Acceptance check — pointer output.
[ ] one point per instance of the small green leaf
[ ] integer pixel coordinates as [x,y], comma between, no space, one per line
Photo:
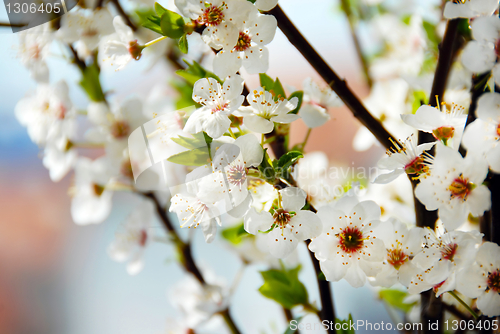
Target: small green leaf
[195,157]
[284,287]
[266,168]
[289,159]
[395,298]
[345,326]
[91,84]
[299,95]
[235,234]
[278,90]
[183,45]
[160,10]
[172,24]
[266,82]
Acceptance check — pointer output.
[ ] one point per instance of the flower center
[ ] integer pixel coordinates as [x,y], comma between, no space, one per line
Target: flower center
[219,108]
[417,167]
[281,217]
[351,239]
[461,187]
[443,133]
[213,15]
[494,281]
[98,189]
[237,175]
[120,129]
[396,257]
[135,49]
[243,42]
[448,251]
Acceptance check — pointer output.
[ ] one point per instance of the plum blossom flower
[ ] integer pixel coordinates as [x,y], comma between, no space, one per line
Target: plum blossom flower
[192,210]
[91,202]
[402,245]
[264,110]
[249,50]
[348,247]
[132,238]
[289,223]
[407,158]
[444,255]
[199,302]
[481,54]
[121,47]
[482,136]
[482,279]
[314,112]
[34,46]
[45,112]
[85,27]
[446,126]
[469,8]
[228,179]
[218,102]
[454,187]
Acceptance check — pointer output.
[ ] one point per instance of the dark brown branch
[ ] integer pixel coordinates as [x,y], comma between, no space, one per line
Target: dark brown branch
[432,308]
[346,7]
[327,308]
[338,85]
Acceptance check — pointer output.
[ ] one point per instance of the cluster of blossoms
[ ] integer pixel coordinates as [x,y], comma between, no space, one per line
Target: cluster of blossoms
[222,155]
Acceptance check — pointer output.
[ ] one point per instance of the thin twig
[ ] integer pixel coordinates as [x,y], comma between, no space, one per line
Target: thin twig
[124,15]
[338,85]
[352,26]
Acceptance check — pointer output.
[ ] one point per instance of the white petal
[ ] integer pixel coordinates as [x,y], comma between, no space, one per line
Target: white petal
[293,198]
[257,221]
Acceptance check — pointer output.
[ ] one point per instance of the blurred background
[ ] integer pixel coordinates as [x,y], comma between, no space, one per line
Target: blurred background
[56,277]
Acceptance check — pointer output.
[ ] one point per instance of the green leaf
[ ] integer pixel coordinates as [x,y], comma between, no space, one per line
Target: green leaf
[195,157]
[172,24]
[151,26]
[160,10]
[266,82]
[197,141]
[287,160]
[418,99]
[348,328]
[284,287]
[266,168]
[235,234]
[183,46]
[300,95]
[91,84]
[195,72]
[395,299]
[278,90]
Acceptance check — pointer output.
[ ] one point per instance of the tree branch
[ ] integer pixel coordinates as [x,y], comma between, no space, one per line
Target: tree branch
[338,85]
[187,258]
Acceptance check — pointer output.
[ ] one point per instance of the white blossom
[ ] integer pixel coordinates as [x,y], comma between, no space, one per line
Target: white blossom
[469,8]
[482,280]
[348,247]
[482,137]
[132,238]
[289,223]
[264,110]
[454,187]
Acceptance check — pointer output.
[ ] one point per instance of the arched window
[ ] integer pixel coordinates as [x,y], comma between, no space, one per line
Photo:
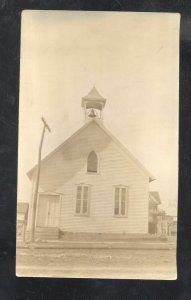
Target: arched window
[92,163]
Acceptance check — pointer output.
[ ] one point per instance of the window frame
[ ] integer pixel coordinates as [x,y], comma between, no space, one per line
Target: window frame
[60,195]
[120,187]
[81,214]
[98,164]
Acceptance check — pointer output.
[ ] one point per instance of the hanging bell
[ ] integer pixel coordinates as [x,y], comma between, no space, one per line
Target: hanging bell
[92,114]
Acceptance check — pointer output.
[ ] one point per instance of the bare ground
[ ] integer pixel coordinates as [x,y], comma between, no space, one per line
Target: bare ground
[97,263]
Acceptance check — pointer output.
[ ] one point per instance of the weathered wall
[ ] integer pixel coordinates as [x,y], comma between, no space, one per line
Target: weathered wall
[67,168]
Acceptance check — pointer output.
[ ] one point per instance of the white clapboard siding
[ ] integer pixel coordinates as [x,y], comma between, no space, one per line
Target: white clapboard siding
[68,167]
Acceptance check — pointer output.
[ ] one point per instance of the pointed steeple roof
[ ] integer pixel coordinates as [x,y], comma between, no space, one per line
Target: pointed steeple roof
[93,97]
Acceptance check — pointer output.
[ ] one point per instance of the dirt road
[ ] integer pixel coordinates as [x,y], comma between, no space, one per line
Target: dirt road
[97,263]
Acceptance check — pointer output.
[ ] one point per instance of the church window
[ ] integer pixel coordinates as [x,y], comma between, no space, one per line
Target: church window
[92,162]
[82,199]
[120,203]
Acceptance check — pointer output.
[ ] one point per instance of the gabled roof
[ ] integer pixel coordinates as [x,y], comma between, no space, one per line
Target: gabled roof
[154,197]
[22,207]
[93,96]
[123,148]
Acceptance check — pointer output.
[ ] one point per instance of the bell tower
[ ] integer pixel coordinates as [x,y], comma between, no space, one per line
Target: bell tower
[93,104]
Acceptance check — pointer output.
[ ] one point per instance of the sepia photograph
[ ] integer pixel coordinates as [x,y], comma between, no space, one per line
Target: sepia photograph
[97,187]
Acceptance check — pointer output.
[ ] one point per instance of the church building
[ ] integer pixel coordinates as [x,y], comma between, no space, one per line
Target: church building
[91,183]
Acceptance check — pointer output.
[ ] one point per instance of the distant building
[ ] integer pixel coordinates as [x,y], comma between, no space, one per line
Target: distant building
[92,184]
[22,216]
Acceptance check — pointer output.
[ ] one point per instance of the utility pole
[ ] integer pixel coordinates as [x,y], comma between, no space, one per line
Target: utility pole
[34,203]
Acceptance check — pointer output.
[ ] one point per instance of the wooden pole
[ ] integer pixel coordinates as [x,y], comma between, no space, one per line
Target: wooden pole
[34,204]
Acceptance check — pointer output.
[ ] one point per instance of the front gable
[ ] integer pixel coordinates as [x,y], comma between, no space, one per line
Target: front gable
[71,157]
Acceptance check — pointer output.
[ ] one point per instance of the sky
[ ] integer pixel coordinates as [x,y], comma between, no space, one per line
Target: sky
[131,58]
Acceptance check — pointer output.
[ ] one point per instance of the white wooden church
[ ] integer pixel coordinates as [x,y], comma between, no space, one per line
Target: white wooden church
[91,183]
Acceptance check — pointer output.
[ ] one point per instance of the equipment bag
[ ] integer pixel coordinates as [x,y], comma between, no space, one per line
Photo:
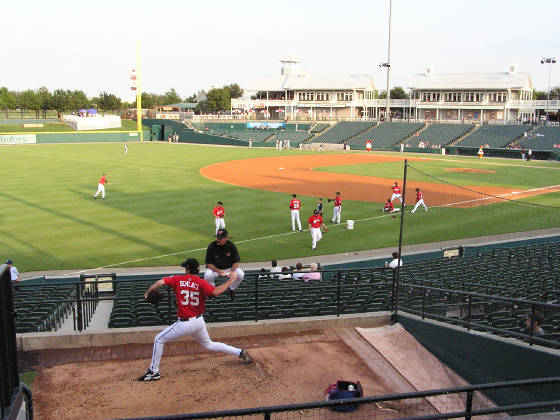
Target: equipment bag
[343,390]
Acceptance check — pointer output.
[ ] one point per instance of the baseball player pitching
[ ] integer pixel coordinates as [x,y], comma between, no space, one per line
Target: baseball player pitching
[315,223]
[337,209]
[101,186]
[191,293]
[419,201]
[219,216]
[396,192]
[295,205]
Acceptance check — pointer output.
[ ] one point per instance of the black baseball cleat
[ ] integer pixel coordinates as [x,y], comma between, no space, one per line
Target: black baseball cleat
[244,355]
[149,376]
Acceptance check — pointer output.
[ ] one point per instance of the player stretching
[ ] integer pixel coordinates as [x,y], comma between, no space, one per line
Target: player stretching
[295,205]
[337,210]
[315,223]
[101,186]
[219,212]
[191,292]
[396,192]
[419,201]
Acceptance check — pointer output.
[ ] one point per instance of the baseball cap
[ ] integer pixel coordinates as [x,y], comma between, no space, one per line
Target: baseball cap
[221,233]
[191,264]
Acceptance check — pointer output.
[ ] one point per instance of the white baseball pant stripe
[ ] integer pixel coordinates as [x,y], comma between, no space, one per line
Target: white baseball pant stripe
[220,223]
[211,276]
[336,214]
[295,218]
[100,189]
[316,236]
[420,202]
[195,327]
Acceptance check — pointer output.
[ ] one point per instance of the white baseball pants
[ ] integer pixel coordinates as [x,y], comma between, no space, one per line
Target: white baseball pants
[336,214]
[220,223]
[211,276]
[418,203]
[396,196]
[316,236]
[295,218]
[195,327]
[100,189]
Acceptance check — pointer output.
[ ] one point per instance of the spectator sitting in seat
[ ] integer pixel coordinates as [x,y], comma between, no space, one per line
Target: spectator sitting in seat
[313,274]
[275,269]
[534,320]
[393,264]
[285,274]
[298,274]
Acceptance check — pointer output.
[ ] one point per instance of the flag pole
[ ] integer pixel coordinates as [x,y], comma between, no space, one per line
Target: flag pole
[138,93]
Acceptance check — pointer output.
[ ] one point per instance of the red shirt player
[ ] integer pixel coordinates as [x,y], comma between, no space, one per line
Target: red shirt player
[419,201]
[191,293]
[315,223]
[295,205]
[396,192]
[219,212]
[388,206]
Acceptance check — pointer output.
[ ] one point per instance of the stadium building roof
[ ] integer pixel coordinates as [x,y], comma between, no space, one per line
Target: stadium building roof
[312,82]
[485,81]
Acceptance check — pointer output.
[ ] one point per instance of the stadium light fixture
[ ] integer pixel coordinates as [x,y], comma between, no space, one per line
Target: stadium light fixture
[387,65]
[550,61]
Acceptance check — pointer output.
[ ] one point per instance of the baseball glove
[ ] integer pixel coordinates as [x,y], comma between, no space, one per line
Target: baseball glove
[154,297]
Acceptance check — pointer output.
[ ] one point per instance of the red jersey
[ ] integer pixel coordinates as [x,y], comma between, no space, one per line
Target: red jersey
[315,220]
[337,201]
[219,211]
[191,292]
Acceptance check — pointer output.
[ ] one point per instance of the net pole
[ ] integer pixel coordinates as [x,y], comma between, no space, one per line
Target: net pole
[138,93]
[396,277]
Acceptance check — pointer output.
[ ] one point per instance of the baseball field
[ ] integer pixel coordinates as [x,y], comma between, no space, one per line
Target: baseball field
[158,206]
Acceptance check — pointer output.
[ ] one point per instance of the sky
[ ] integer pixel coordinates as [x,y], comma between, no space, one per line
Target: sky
[194,45]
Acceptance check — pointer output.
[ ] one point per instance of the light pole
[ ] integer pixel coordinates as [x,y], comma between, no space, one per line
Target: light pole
[388,65]
[550,61]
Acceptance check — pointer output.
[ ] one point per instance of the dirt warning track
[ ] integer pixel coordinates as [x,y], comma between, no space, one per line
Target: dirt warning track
[297,174]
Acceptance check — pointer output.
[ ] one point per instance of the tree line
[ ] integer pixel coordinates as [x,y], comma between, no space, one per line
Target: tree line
[217,99]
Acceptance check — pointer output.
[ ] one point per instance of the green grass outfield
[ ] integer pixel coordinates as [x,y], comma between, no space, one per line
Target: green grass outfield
[158,208]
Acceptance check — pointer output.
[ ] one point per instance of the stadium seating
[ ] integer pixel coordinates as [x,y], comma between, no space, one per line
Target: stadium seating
[385,135]
[295,137]
[439,134]
[36,315]
[542,139]
[495,136]
[342,131]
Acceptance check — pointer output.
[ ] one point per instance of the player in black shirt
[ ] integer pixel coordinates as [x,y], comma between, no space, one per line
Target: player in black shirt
[222,258]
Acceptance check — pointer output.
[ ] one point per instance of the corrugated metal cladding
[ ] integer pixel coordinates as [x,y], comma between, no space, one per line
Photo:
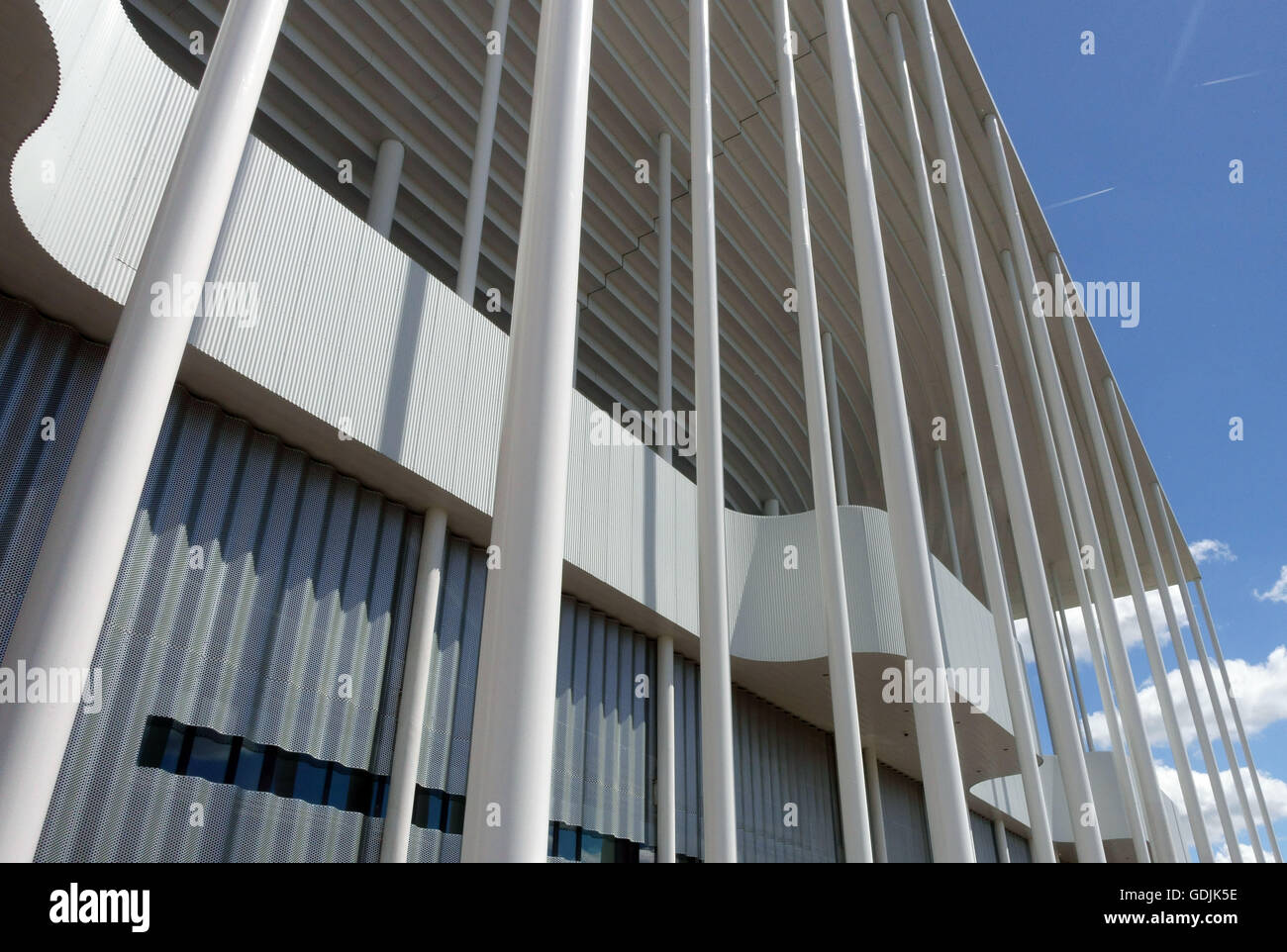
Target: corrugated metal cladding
[257,586]
[788,807]
[261,596]
[1020,849]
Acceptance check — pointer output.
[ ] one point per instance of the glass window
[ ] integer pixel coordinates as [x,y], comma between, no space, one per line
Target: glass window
[566,843]
[283,772]
[436,810]
[595,848]
[209,757]
[359,792]
[338,796]
[155,744]
[455,814]
[249,766]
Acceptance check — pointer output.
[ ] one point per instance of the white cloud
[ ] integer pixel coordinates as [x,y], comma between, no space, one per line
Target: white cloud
[1211,551]
[1278,593]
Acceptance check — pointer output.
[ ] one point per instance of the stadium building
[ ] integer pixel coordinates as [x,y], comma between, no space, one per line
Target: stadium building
[617,431]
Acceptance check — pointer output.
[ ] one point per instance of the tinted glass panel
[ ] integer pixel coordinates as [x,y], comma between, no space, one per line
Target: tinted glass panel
[209,757]
[249,766]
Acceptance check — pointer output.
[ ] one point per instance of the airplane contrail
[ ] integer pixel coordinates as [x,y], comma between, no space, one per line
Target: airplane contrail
[1230,78]
[1080,198]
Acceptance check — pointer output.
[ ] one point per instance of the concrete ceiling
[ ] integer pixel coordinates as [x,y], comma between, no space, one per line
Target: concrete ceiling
[347,73]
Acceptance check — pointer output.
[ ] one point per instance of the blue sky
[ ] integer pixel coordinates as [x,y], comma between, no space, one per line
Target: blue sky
[1209,255]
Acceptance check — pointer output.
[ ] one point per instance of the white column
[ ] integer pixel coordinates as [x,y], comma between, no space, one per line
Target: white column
[1003,844]
[719,803]
[415,690]
[664,387]
[1088,534]
[1128,785]
[71,586]
[936,737]
[665,749]
[1072,657]
[384,189]
[836,609]
[1127,463]
[1120,530]
[875,807]
[507,802]
[466,277]
[989,547]
[833,416]
[946,497]
[1063,727]
[1237,723]
[1205,664]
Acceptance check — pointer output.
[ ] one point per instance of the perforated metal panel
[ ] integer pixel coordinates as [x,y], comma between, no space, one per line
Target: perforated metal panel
[1020,849]
[261,595]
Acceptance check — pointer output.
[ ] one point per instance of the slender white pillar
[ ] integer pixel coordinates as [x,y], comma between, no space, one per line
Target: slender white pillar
[507,802]
[1072,657]
[989,547]
[471,239]
[719,797]
[1079,494]
[71,586]
[836,608]
[1003,844]
[1127,463]
[665,749]
[936,736]
[833,416]
[384,189]
[1121,753]
[415,690]
[664,386]
[1205,664]
[947,505]
[1237,721]
[1121,531]
[1063,727]
[875,806]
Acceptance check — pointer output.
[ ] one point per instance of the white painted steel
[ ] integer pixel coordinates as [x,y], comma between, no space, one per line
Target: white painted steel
[507,801]
[67,597]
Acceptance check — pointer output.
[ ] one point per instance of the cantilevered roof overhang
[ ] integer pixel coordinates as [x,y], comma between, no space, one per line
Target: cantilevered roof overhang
[347,73]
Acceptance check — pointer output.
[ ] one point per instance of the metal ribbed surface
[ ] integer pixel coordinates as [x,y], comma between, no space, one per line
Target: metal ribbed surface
[985,840]
[906,823]
[1020,849]
[304,587]
[784,776]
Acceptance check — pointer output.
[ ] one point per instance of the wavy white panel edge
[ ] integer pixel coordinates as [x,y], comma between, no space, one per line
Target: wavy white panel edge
[355,333]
--- --- ---
> Goal
Copy out each line in the items that contains the word "wavy".

> Answer to this exercise
[ ] one point per instance of the wavy white panel edge
Target: wavy white panel edge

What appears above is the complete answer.